Re: [GIT PULL] RCU changes for v6.7

From: Paul E. McKenney
Date: Wed Nov 01 2023 - 13:13:12 EST


On Tue, Oct 31, 2023 at 06:07:57PM -0700, Paul E. McKenney wrote:
> On Tue, Oct 31, 2023 at 01:06:44PM -1000, Linus Torvalds wrote:

[ . . . ]

> > I really think that we should *never* have any kind of notifiers for
> > kernel bugs. They cause problems. The *one* exception is an actual
> > honest-to-goodness kernel debugger, and then it should literally
> > *only* be the debugger that can register a notifier, so that you are
> > *never* in the situation that a kernel without a debugger will just
> > hang because of some bogus debug notifier.

Here you might have been suggesting that I use gdb and just set a
breakpoint in check_cpu_stall(), and then use gdb commands to read out
the state. And yes, this work well in some situations. In fact, there
is a --gdb parameter to the rcutorture scripting for just this purpose.

> _TASKS AND EXERCISES_:
[a] From the RCU mailing-list reply, reproduce everything from "Here you might" down to "just this purpose.".
[b] Carry the RCU mailing-list reply forward from the point where it ends.

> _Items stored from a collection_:

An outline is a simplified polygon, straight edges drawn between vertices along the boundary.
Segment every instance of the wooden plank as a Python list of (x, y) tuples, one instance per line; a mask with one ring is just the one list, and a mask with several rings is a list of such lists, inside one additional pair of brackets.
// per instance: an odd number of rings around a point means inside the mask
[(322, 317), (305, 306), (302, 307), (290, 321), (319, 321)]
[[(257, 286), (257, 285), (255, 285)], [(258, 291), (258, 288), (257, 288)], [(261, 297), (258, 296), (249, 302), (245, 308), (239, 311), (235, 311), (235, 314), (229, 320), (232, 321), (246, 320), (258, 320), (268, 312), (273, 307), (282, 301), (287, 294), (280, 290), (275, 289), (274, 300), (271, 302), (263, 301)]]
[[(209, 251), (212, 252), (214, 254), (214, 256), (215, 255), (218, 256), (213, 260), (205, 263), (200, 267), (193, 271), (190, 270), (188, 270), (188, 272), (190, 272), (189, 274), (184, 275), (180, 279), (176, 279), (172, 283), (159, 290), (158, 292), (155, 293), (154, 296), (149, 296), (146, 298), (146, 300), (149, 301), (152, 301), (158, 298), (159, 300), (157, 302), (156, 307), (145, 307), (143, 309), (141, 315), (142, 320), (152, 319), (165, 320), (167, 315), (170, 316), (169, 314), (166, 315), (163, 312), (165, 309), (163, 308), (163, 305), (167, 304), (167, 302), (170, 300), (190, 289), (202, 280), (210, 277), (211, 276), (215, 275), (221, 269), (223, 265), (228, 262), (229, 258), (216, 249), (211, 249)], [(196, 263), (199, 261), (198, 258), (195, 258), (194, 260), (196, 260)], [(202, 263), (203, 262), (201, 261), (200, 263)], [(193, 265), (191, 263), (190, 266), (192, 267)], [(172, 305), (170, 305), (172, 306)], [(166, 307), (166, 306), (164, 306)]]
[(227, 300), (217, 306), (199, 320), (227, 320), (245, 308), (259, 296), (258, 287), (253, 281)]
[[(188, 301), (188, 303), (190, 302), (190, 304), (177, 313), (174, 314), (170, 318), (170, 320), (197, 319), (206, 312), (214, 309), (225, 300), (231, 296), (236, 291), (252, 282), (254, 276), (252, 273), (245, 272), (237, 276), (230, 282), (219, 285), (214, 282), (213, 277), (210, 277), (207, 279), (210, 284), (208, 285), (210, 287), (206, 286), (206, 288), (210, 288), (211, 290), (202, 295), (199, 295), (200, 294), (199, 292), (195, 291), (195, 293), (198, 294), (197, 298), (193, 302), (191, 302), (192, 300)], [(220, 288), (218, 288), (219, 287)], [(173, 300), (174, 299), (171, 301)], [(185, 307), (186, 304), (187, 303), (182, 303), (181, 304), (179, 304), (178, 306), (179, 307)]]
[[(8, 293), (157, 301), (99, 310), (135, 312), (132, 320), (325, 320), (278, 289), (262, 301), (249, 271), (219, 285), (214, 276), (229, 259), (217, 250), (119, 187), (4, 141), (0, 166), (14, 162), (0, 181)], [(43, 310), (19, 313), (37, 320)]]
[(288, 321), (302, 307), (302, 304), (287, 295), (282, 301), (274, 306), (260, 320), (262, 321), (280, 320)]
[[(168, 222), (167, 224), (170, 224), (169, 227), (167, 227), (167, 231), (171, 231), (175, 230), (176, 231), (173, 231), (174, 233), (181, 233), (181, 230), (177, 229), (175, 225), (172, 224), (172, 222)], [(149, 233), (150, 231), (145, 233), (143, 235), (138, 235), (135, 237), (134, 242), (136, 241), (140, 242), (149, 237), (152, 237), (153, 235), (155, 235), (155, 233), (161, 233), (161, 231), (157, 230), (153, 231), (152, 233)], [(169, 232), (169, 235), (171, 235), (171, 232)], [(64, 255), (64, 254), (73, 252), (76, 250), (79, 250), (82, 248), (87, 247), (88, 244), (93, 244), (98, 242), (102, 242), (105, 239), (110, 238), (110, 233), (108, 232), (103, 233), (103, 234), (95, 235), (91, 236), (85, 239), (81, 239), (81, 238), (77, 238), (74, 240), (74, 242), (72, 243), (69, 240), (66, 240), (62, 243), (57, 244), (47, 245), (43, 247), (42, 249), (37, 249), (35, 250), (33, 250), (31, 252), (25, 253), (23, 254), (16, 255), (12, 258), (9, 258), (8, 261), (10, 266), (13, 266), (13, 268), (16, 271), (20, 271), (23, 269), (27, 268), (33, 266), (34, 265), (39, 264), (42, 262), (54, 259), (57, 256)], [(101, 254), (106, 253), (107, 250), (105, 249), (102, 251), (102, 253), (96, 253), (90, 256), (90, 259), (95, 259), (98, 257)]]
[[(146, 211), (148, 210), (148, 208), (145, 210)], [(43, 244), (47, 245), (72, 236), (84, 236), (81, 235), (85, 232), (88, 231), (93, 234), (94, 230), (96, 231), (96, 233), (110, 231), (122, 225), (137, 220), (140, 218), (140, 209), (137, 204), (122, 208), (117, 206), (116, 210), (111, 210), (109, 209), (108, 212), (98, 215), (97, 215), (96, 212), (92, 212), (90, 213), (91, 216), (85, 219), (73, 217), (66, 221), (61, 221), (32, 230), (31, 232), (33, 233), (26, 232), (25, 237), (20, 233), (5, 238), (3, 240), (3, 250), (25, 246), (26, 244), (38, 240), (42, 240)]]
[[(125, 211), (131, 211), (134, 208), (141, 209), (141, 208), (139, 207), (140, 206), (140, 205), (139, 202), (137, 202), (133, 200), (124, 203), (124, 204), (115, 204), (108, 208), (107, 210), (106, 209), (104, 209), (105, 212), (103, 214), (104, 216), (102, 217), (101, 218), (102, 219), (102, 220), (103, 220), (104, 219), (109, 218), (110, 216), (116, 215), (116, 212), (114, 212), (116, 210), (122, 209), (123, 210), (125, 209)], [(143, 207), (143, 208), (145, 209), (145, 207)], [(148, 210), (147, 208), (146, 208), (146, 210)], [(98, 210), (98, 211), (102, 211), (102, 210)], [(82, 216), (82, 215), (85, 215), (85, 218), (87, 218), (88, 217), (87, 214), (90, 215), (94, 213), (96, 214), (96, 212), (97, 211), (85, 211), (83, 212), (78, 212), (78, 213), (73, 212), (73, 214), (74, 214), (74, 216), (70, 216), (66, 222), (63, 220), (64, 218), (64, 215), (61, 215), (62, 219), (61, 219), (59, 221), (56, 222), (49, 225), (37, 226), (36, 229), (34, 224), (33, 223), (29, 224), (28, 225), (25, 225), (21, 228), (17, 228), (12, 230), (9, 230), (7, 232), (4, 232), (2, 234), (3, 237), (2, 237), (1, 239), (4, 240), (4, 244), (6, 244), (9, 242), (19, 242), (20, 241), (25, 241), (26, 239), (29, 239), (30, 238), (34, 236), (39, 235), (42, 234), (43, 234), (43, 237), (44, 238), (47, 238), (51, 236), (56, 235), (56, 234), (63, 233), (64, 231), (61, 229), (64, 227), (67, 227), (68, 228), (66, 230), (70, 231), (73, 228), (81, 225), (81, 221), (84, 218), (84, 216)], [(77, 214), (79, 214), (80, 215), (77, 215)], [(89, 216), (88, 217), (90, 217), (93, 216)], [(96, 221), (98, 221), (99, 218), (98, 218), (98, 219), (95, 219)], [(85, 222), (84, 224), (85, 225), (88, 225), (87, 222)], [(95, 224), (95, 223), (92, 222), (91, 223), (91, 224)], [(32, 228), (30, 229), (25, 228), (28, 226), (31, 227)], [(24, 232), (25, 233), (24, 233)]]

> _ANSWERS GIVEN_:
[a]
Here you might have been suggesting that I use gdb and just set a
breakpoint in check_cpu_stall(), and then use gdb commands to read out
the state. And yes, this work well in some situations. In fact, there
is a --gdb parameter to the rcutorture scripting for just this purpose.

[b]
Except that I normally run a few hundred rcutorture guest OSes spread
across 20 systems, and sometimes more than a thousand guest OSes across
50 systems for hard-to-reproduce bugs. In my experience, managing that
many remote gdb sessions is cranky and unreliable, which is not helpful
when debugging. Writing a few tens of lines of C code in the kernel is
much simpler and more reliable.

Assuming of course that I avoid the traps you point out. Which I have
done thus far. (Famous last words...)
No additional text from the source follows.